All of the data below should be written out exactly.

*** EXERCISE DATA ***

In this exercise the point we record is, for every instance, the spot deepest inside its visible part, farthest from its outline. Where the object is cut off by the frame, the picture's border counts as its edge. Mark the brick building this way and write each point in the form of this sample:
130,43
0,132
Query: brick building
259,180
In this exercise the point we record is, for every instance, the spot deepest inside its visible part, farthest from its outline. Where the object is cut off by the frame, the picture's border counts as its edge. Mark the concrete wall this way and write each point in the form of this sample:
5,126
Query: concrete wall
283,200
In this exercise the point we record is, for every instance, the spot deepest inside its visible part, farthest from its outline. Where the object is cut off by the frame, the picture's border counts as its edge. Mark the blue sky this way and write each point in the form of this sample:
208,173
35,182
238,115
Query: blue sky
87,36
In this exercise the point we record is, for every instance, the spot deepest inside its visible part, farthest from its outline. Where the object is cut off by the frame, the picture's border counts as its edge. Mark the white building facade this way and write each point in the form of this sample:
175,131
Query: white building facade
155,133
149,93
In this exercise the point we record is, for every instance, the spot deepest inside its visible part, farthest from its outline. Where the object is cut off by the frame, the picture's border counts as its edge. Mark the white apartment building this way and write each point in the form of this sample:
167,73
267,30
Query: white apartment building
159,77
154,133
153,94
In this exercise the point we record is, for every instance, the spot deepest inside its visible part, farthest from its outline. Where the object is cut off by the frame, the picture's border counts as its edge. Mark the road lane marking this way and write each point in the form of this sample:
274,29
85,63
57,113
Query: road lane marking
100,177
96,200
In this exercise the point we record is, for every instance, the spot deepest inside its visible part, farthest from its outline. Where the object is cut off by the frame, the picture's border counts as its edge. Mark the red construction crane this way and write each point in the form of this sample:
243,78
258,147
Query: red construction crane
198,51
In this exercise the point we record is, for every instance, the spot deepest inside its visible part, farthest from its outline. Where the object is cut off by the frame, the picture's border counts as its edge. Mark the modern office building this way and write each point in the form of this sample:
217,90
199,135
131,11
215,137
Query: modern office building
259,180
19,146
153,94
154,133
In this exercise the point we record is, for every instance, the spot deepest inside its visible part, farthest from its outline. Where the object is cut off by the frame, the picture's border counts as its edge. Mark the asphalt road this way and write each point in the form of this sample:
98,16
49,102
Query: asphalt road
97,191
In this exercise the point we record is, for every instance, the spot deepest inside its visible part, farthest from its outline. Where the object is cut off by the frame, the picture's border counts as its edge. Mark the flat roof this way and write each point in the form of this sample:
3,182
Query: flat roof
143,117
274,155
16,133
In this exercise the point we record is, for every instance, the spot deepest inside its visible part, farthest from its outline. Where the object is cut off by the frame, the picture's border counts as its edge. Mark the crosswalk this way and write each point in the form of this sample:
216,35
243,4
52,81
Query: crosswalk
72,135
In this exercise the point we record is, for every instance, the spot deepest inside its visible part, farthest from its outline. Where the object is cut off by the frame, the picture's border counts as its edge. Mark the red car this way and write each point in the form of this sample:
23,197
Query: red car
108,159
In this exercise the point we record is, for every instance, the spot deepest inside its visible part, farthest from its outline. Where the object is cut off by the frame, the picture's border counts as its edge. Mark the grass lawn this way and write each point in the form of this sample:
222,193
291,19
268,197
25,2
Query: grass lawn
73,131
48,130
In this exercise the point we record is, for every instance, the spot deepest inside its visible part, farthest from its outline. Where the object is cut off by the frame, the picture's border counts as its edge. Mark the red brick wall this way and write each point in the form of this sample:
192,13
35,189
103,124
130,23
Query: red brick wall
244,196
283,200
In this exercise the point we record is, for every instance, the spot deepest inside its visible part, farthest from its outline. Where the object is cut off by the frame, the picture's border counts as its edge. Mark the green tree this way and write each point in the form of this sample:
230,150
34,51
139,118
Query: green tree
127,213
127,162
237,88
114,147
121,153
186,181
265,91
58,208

***

**EXERCISE OUTPUT**
In this exercise the point we record is, for every instance, the spot deepest inside its visible part, farthest from its outline. Where the object is cut off by the frame, the picture's border counts as its edge. Mark the brick building this way and write each point in the form of this sample:
130,43
0,132
Query: brick building
259,180
In this exercise the point we record is, for every instance, the spot deepest inside its visible part, farthest from its outline. Where the object is cut off by the frame, the picture's border counts as its edge. Mark the concrete wall this way and write each point in the form of this sample:
5,126
Query: concrete wall
283,200
In this exercise the point we record is, for every instance, the spot deepest inside its visible part, farthest from its outline. Where the object is cut off by the frame, the picture's border counts as its edge. Mark the blue sky this way and write each point in the form of this sample:
208,173
35,182
238,115
Query: blue sky
87,36
In this exercise the point we record is, for every instance, the spot deepest inside its visible part, farthest from its outline. Where the object is cut off by the frame, the picture's border counts as its edge. Mark the white building facade this way and write each point in the form of this sample:
175,131
Query: white building facade
155,133
149,93
In this exercise the point we record is, for every instance, the spot deepest inside its visible part, farthest from its outline. Where the object is cut off by the frame, the picture's border counts as its edge. Mark the white apartment building this way and write each point in the form of this sample:
167,73
267,30
Query: white apartment building
159,77
154,133
153,94
In this exercise the point we record is, for every instance, the spot deepest inside its visible part, farthest from its outline. Where the object is cut off by the frame, the picture's border counts as its edge. Mark the road lane marking this way and write each point in the form of this sample:
274,29
85,63
57,113
Query: road lane marking
100,177
96,200
In this exercise the point we record is, for every instance, the spot deepest inside its visible part, farthest from its outline. Where the object is cut off by the frame, the picture's border counts as its edge. Mark the red construction crane this way and write each point in the form of this sample:
243,78
258,147
Query: red construction crane
198,51
In this exercise the point we record is, for every instance, the spot deepest inside its visible part, farthest from its outline. Where the object is cut off by the frame, the picture's border counts as its edge. Mark the modern office building this way and write each point in the form of this sample:
217,90
199,135
131,11
215,137
Query: modern office building
259,180
19,146
153,94
154,133
In this exercise the point we record is, for every instance, the spot deepest inside its visible part, farthest from its outline. Where the object is cut off by the frame, the picture's border counts as its edge. Mark the asphalt road this way and write each point in the form of this sample:
98,16
49,102
Query: asphalt road
97,191
In this exercise the point we record is, for every instance, the spot deepest inside its visible part, farthest from its outline. Where the object is cut off by the frame, the picture's border counts as its edge. Mark the flat roof this way and write each point in the form of this sample:
3,182
Query: flat roof
143,117
274,155
16,133
In this exercise the point we record is, for every instance, the spot deepest inside its visible part, farthest from its outline. Where the object is cut off by the frame, the picture's border counts as its edge. Mark the crosswalk this way and write each point in the form of this sample:
216,35
243,4
52,81
Query: crosswalk
72,135
In this exercise the point we record is, for every instance, the spot deepest inside its visible part, farthest from its outline. Where the object is cut off by the frame, the picture's border counts as its edge. Mark the red car this way and write each point in the form of this sample:
23,197
Query: red car
108,159
In this exercise the point we record is, for every instance, the spot deepest inside its visible part, farthest from its outline. Where the object is cut off by the frame, the picture's border counts as its edge. Mark the grass lawn this way and write each point in the form of this sample:
222,193
291,19
268,197
25,2
Query: grass lawn
73,131
48,130
In this exercise the point we record is, for every instance, the spot deepest inside its visible part, farthest from its outline. Where the object is cut off by the frame, the picture's border counts as its edge. Mark the red brick wall this way and write each point in the form of this sample:
192,13
35,189
103,124
130,23
Query: red brick wall
244,196
283,200
In this exercise the point we record is, for every instance, the spot deepest inside its visible part, farthest from its outline. Where the object is cut off by the frame, the picture's border counts as its edge. Mark the green tree this way and write each point in the form of this sample:
230,150
34,51
139,118
Query: green tree
127,213
127,162
237,88
114,147
121,153
186,181
265,91
58,208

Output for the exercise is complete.